## Exercise prompt
Count the lines in the items below that contain the string "head". Reply with the number alone.

## Data section
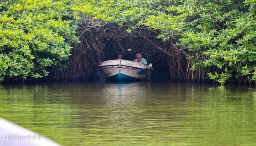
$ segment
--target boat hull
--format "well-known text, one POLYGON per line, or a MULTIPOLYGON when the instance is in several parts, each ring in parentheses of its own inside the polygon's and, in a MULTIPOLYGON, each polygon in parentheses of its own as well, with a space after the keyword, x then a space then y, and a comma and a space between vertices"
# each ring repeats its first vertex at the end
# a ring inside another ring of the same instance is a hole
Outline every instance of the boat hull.
POLYGON ((111 80, 140 81, 148 79, 151 75, 152 69, 148 69, 146 65, 140 63, 126 60, 120 61, 120 59, 106 62, 102 62, 103 65, 102 64, 100 66, 105 73, 106 77, 111 80))

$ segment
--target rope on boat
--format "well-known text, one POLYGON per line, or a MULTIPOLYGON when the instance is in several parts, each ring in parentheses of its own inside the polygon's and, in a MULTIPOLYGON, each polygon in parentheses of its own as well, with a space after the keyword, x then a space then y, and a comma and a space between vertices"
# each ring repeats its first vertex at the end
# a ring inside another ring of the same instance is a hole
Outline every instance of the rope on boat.
POLYGON ((151 79, 151 76, 150 76, 150 69, 148 69, 148 74, 147 79, 148 80, 151 79))

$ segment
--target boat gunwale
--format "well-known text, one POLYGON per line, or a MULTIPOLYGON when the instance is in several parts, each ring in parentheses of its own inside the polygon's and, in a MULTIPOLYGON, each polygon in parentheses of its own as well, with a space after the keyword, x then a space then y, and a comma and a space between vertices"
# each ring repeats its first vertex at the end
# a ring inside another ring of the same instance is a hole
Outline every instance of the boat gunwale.
POLYGON ((122 68, 122 66, 126 66, 126 67, 128 67, 129 68, 133 68, 135 69, 144 69, 146 70, 154 70, 154 69, 152 68, 150 68, 150 67, 149 67, 148 68, 137 68, 136 67, 133 67, 132 66, 130 66, 129 65, 124 65, 123 64, 121 64, 121 67, 119 66, 120 64, 117 64, 117 65, 99 65, 99 66, 101 67, 116 67, 118 68, 122 68))

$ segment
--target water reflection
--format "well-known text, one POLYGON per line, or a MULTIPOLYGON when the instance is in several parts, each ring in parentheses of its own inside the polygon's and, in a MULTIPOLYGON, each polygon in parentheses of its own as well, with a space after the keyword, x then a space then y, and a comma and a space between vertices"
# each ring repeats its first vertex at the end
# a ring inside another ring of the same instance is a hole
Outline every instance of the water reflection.
POLYGON ((0 116, 63 145, 256 143, 256 89, 245 86, 0 85, 0 116))

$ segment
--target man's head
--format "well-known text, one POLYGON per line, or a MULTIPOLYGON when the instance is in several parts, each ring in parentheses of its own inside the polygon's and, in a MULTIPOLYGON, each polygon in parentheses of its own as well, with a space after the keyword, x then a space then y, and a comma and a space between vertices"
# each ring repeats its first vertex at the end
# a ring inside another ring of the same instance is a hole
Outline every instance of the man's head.
POLYGON ((121 54, 118 55, 118 59, 121 59, 121 58, 122 58, 122 55, 121 55, 121 54))
POLYGON ((141 54, 140 53, 138 53, 136 54, 136 59, 138 60, 140 60, 142 58, 141 54))

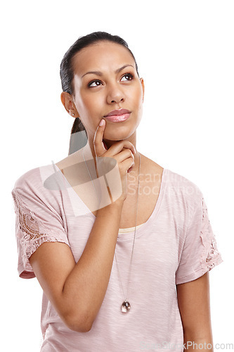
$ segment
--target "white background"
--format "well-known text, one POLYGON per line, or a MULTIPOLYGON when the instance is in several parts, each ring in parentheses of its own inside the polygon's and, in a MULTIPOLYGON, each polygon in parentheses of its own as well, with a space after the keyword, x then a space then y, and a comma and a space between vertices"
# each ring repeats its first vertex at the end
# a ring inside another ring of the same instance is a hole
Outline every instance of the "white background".
POLYGON ((3 351, 39 351, 41 338, 42 290, 36 278, 18 276, 11 191, 23 173, 67 156, 74 119, 60 100, 60 63, 79 37, 97 30, 127 42, 144 78, 138 150, 204 194, 223 259, 209 275, 214 342, 234 344, 233 17, 225 0, 1 6, 3 351))

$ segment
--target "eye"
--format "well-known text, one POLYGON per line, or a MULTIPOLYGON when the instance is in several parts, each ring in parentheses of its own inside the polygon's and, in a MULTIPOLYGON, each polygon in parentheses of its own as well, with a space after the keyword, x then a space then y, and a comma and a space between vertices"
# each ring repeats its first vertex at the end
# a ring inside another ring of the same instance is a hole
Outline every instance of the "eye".
POLYGON ((91 81, 89 83, 88 87, 98 87, 101 84, 101 82, 96 80, 95 81, 91 81), (96 85, 93 85, 93 83, 97 83, 96 85))
POLYGON ((123 77, 122 77, 121 80, 122 80, 122 78, 124 77, 127 77, 127 79, 126 80, 127 81, 131 81, 133 78, 134 78, 134 75, 131 74, 131 73, 125 73, 125 75, 123 75, 123 77))

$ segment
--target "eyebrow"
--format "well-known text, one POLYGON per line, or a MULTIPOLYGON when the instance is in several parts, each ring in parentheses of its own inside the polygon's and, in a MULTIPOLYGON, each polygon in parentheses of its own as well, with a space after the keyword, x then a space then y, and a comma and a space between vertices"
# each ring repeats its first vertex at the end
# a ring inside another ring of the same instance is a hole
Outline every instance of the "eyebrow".
MULTIPOLYGON (((119 72, 122 71, 122 70, 124 70, 124 68, 129 67, 129 66, 131 66, 134 68, 134 67, 132 65, 124 65, 124 66, 122 66, 121 68, 116 70, 115 71, 115 73, 119 73, 119 72)), ((89 71, 89 72, 86 72, 86 73, 84 73, 84 75, 83 75, 83 76, 82 76, 82 78, 83 78, 83 77, 85 76, 86 75, 89 75, 89 73, 93 73, 94 75, 97 75, 98 76, 103 75, 103 73, 100 71, 89 71)))

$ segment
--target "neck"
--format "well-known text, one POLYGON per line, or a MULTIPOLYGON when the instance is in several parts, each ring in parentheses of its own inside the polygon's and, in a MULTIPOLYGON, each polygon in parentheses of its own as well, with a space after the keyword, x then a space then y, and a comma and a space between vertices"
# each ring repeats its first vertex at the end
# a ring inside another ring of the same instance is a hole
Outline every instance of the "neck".
MULTIPOLYGON (((128 139, 129 140, 129 139, 128 139)), ((113 144, 115 144, 118 141, 111 141, 108 139, 105 139, 103 142, 105 144, 106 147, 108 149, 110 148, 110 146, 113 144)), ((136 136, 134 136, 134 138, 133 140, 129 140, 131 143, 134 146, 135 149, 136 149, 136 154, 134 154, 134 166, 131 169, 130 172, 127 172, 127 175, 129 175, 130 177, 137 177, 138 175, 138 170, 139 170, 139 163, 140 163, 140 156, 139 156, 139 152, 137 151, 136 147, 136 136)), ((96 153, 94 151, 94 146, 93 146, 93 141, 90 142, 90 139, 88 140, 88 144, 87 147, 89 148, 89 149, 91 151, 92 156, 93 158, 94 164, 95 164, 95 168, 96 168, 96 153)))

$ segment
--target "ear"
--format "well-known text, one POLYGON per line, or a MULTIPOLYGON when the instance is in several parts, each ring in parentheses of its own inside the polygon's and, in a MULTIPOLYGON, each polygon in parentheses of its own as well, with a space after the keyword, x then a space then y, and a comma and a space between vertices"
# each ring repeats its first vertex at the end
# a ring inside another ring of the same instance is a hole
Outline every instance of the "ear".
POLYGON ((78 111, 74 104, 73 99, 71 94, 70 94, 67 92, 62 92, 60 99, 63 106, 65 107, 66 111, 69 113, 69 115, 70 115, 72 118, 79 118, 78 111))
POLYGON ((141 82, 141 84, 142 92, 143 92, 142 101, 144 101, 144 96, 145 96, 145 83, 144 83, 144 80, 143 78, 140 78, 140 82, 141 82))

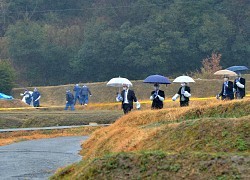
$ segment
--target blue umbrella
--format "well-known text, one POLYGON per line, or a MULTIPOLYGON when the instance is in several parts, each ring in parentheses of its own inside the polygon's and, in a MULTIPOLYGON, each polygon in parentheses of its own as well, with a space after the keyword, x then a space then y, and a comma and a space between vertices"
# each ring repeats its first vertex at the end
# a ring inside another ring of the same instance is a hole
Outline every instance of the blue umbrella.
POLYGON ((161 76, 161 75, 151 75, 148 76, 146 79, 144 79, 143 81, 144 83, 158 83, 158 84, 171 84, 171 82, 169 81, 168 78, 166 78, 165 76, 161 76))
POLYGON ((248 68, 246 66, 231 66, 231 67, 227 68, 227 70, 239 72, 239 71, 246 71, 246 70, 248 70, 248 68))

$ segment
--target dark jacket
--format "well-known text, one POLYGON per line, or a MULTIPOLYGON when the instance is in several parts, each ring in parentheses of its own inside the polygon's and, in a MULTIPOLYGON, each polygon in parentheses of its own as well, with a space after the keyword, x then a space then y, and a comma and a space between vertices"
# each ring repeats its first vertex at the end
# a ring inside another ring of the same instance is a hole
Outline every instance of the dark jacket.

## Answer to the task
2